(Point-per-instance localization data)
........
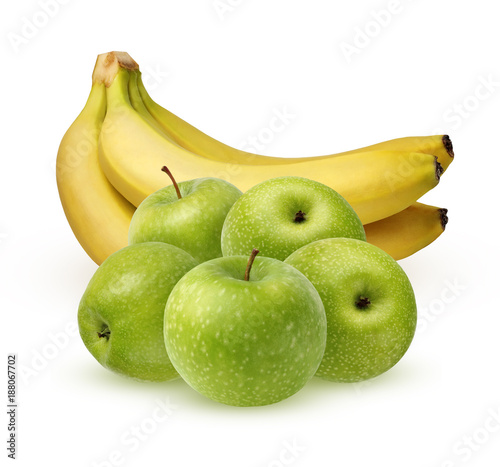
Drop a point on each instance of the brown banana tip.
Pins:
(439, 169)
(448, 145)
(443, 213)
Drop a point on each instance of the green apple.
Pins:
(282, 214)
(188, 215)
(121, 312)
(245, 338)
(369, 303)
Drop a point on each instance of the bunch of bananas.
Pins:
(110, 159)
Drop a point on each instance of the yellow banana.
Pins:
(377, 184)
(198, 142)
(408, 231)
(98, 215)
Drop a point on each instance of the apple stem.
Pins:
(254, 253)
(165, 169)
(363, 303)
(104, 333)
(300, 217)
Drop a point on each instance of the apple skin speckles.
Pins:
(261, 346)
(361, 343)
(265, 218)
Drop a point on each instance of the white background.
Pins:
(227, 71)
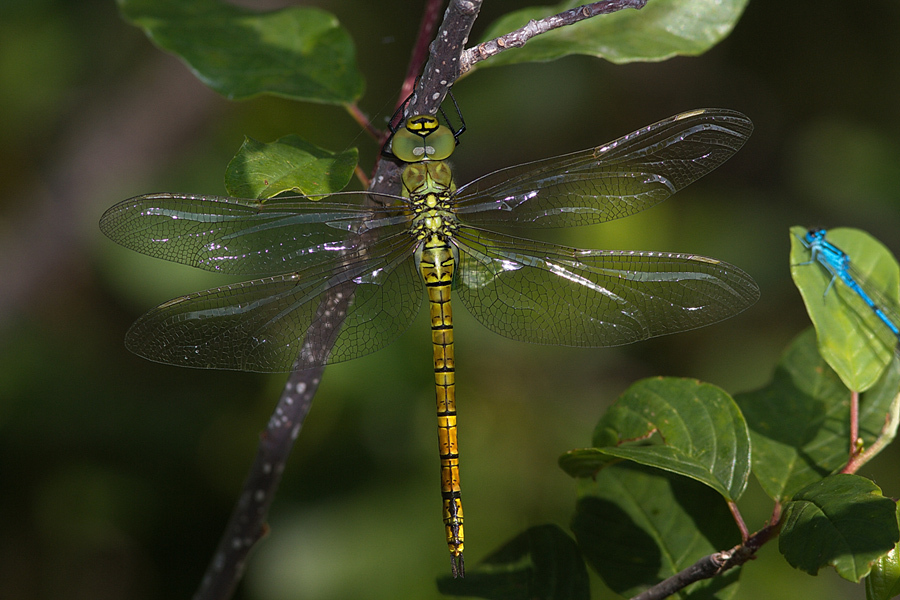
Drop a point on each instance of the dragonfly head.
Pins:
(422, 138)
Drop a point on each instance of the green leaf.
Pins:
(661, 30)
(883, 582)
(261, 170)
(297, 52)
(701, 434)
(843, 521)
(638, 526)
(542, 562)
(800, 422)
(851, 337)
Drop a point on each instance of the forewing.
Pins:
(244, 236)
(267, 324)
(608, 182)
(548, 294)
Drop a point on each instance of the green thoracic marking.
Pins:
(382, 250)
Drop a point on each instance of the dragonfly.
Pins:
(385, 250)
(839, 265)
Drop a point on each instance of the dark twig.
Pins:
(518, 38)
(443, 66)
(420, 52)
(739, 519)
(711, 565)
(885, 437)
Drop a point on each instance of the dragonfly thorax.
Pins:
(429, 187)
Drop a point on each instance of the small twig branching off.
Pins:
(518, 38)
(713, 564)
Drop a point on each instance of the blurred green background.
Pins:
(119, 474)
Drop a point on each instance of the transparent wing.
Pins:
(244, 236)
(608, 182)
(548, 294)
(267, 324)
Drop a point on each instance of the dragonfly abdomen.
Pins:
(437, 265)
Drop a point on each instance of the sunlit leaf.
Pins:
(660, 30)
(638, 526)
(842, 521)
(800, 422)
(883, 582)
(851, 337)
(297, 52)
(542, 562)
(261, 170)
(680, 425)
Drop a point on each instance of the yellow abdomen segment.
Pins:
(437, 270)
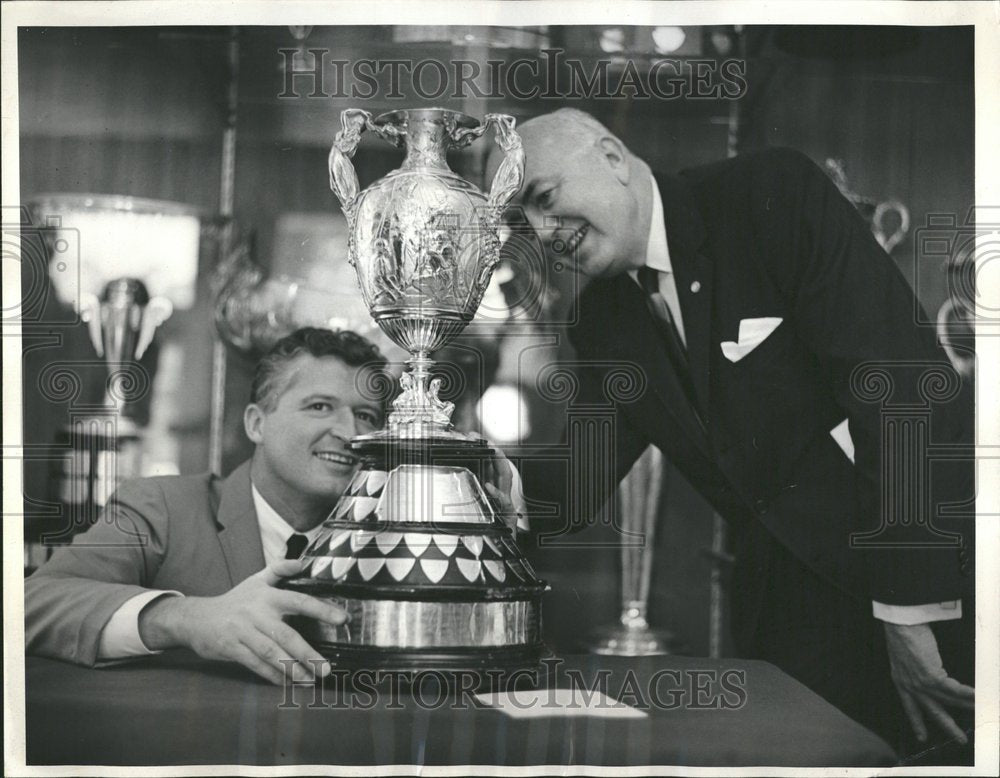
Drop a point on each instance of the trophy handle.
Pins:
(89, 308)
(889, 242)
(343, 178)
(510, 175)
(157, 311)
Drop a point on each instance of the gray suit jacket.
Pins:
(195, 534)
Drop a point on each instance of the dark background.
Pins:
(141, 112)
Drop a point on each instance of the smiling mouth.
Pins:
(336, 457)
(576, 237)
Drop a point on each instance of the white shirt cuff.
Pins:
(120, 636)
(908, 615)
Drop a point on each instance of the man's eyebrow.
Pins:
(318, 396)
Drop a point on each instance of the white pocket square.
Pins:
........
→ Task statement: Lines above that have "white": copy each of them.

→ Solution below:
Drop a point on each instance of the white background.
Drop a point on each instance of the white shirt cuff.
Drop a point on each instance of the white pocket square.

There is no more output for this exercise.